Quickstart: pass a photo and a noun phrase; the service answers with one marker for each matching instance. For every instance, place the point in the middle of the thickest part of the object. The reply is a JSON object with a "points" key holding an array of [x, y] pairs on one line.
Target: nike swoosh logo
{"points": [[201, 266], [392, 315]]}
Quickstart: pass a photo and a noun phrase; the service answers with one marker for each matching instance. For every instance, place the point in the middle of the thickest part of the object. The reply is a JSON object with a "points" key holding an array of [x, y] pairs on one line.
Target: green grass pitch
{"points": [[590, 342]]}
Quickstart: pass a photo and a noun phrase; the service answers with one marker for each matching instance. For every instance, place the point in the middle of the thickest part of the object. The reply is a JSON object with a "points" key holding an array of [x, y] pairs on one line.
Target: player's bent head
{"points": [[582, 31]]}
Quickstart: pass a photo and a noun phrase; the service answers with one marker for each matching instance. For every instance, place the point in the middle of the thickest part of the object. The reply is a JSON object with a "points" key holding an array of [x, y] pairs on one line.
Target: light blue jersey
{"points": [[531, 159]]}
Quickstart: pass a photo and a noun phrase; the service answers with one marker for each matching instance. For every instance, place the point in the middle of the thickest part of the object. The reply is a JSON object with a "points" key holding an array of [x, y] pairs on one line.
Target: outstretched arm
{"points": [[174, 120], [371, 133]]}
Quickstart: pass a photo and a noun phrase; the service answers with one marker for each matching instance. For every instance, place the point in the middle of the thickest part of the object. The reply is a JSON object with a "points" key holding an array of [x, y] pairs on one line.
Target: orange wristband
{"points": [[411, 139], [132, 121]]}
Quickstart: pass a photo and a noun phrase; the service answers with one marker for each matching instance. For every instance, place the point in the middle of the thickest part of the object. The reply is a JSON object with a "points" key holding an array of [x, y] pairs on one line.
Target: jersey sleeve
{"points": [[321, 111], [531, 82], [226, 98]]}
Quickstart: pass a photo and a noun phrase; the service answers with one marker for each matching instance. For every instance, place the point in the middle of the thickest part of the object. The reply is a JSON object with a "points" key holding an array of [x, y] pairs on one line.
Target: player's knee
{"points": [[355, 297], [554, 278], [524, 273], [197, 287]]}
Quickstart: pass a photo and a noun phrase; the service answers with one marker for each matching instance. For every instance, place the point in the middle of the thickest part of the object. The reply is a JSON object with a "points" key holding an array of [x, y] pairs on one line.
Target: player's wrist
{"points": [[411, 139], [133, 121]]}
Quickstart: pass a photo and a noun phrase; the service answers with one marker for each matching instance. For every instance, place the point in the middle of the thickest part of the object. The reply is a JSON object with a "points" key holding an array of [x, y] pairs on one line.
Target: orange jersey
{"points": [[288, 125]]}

########

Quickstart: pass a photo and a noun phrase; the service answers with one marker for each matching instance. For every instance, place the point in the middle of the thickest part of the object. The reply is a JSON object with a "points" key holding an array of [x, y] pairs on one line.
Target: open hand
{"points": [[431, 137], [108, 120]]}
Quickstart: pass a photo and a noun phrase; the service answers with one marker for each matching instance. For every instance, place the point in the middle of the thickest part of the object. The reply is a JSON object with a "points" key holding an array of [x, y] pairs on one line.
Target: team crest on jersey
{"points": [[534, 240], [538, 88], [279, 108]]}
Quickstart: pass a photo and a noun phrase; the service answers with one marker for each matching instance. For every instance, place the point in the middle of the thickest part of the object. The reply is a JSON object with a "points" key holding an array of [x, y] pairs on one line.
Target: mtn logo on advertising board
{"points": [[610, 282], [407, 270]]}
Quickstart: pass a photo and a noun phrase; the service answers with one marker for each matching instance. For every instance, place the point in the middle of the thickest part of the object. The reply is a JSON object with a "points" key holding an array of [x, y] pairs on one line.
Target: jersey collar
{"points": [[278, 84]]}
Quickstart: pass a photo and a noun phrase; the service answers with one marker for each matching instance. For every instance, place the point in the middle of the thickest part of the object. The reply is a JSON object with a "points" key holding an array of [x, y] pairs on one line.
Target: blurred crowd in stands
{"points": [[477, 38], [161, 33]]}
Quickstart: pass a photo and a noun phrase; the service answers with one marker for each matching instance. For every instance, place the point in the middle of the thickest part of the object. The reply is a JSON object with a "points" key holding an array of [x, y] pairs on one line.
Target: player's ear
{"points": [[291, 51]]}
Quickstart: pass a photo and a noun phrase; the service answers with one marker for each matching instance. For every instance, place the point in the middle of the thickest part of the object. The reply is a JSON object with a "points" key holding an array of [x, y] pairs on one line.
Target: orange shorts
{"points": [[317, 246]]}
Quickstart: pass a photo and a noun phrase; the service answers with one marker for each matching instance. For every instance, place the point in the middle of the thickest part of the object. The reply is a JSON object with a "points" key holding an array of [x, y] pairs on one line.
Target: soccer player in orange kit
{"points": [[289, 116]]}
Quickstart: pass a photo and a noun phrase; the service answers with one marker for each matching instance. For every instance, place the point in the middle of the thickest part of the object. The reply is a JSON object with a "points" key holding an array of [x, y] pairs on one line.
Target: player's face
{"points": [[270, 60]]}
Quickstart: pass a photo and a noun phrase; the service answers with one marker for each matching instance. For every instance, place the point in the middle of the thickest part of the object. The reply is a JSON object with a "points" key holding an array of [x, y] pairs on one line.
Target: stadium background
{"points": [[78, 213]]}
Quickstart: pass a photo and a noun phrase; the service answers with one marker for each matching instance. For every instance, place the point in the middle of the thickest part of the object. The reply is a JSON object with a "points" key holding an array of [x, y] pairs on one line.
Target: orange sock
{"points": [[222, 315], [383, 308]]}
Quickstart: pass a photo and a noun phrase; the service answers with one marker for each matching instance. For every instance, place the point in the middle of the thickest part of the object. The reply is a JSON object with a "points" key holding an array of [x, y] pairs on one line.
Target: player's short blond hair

########

▸ INSTRUCTIONS FOR THE TASK: Tally the lines of the records above that contain the string "orange", and give only that number.

▸ EXPECTED ANSWER: 5